• Exercise requirements: Can you format the lines from the first one through the line containing "positive clicks: (662, 234)", both included, as a JSON list of strings with one string per line and no blank lines?

• Given records:
::::::::::

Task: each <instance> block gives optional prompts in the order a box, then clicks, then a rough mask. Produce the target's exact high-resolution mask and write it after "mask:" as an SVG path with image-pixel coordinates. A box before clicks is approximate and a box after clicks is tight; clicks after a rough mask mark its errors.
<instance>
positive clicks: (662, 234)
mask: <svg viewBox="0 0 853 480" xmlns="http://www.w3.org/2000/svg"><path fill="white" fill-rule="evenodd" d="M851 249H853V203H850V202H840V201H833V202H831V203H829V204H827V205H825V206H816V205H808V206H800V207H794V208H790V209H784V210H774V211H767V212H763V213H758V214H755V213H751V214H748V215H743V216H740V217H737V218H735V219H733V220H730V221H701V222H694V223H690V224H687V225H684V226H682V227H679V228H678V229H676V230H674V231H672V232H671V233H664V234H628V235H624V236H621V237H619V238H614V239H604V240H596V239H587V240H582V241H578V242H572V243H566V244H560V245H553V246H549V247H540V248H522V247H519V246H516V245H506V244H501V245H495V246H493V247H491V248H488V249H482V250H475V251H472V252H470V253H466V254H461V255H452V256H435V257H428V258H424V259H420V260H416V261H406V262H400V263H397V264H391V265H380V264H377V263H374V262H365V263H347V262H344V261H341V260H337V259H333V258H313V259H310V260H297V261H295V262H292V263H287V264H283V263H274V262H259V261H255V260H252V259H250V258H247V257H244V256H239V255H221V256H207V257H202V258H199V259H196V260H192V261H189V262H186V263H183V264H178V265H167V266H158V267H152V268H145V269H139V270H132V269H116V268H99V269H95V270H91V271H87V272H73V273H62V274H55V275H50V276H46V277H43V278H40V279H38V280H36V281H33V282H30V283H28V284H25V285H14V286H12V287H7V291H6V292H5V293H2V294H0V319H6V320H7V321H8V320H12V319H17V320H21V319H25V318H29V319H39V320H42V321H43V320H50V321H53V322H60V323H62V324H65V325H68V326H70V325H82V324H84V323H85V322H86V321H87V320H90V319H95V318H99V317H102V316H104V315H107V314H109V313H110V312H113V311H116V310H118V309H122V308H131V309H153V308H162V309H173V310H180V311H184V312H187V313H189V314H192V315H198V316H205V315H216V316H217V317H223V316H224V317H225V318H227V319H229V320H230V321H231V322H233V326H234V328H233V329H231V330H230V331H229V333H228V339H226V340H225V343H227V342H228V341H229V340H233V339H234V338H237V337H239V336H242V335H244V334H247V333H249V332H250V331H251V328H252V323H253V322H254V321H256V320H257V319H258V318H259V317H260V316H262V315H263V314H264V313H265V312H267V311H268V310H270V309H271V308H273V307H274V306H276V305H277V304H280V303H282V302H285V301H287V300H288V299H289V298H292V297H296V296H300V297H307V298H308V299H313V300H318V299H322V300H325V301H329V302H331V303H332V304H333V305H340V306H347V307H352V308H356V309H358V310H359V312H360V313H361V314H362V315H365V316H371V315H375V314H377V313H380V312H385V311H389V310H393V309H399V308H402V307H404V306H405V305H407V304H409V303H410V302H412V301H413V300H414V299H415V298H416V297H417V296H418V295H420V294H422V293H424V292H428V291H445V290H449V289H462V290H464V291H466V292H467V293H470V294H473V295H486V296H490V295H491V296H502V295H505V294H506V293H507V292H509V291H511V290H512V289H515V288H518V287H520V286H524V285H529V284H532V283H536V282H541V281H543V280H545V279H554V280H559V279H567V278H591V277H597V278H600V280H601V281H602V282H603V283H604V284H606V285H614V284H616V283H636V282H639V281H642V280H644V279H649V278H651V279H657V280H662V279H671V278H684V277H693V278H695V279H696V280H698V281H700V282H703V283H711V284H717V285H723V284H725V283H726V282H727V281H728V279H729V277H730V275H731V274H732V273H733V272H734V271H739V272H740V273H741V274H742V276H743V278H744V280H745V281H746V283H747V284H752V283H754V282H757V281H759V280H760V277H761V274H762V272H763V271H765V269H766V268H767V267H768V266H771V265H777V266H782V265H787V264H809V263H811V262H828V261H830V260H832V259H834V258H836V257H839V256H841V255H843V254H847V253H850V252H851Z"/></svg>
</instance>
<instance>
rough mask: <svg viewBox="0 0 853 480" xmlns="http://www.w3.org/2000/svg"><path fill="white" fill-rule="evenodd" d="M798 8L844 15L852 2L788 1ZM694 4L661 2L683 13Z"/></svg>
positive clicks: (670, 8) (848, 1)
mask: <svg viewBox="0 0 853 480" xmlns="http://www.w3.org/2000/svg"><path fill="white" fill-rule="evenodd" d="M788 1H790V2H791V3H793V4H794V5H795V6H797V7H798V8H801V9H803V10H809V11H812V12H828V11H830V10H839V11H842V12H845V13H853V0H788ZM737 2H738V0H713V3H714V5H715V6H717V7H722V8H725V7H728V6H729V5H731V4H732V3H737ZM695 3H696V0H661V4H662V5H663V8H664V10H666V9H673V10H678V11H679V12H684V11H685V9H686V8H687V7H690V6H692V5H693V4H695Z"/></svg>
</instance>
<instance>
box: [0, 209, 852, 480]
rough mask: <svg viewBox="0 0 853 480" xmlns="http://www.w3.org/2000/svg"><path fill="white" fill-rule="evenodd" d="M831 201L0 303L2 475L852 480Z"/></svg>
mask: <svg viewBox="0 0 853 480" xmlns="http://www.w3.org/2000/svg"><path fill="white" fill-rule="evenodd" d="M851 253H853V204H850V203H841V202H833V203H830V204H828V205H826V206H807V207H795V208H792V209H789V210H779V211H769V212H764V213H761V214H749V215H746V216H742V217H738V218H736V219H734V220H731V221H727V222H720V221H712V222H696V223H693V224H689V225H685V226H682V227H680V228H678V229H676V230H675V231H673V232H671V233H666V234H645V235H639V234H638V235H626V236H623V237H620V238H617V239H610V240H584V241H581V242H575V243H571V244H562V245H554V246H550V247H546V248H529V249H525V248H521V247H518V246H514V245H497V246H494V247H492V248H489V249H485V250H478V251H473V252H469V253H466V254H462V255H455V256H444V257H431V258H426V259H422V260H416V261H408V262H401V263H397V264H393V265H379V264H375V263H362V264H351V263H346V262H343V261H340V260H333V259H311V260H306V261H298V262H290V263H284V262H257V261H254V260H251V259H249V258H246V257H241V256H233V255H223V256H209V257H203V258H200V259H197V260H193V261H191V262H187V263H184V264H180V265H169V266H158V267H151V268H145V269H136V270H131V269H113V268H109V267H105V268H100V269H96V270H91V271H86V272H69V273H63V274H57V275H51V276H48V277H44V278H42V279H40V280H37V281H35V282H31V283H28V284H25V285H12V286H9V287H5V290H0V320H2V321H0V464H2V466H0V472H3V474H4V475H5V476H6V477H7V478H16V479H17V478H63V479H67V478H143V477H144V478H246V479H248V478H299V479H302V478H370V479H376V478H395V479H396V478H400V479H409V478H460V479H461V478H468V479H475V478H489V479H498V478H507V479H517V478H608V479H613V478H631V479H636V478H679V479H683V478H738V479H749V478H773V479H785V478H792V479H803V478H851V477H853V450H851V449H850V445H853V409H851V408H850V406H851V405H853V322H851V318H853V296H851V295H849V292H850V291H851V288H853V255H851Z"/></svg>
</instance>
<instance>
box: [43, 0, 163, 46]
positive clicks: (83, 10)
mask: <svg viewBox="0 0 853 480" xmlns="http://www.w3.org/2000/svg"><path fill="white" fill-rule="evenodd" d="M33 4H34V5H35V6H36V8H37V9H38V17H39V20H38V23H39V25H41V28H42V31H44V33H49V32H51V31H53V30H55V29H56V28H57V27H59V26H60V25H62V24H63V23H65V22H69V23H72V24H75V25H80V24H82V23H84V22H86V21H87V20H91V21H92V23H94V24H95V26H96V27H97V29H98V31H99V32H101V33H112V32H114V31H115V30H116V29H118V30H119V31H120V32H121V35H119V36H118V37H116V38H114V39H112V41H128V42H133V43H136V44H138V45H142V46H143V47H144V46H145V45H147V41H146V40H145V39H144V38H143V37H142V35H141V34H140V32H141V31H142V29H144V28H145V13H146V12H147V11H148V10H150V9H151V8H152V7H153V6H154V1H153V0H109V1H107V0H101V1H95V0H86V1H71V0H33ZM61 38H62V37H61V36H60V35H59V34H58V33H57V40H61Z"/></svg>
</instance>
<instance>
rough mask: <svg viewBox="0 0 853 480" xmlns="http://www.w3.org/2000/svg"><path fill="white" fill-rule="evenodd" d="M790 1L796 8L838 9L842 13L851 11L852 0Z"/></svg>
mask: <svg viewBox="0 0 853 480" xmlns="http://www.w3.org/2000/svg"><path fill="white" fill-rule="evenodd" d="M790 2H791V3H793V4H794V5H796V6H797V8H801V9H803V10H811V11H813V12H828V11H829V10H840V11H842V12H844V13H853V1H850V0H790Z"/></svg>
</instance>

::::::::::

• Output of the exercise:
[
  "Task: each <instance> block gives optional prompts in the order a box, then clicks, then a rough mask. Produce the target's exact high-resolution mask and write it after \"mask:\" as an SVG path with image-pixel coordinates. A box before clicks is approximate and a box after clicks is tight; clicks after a rough mask mark its errors.",
  "<instance>",
  "positive clicks: (662, 234)"
]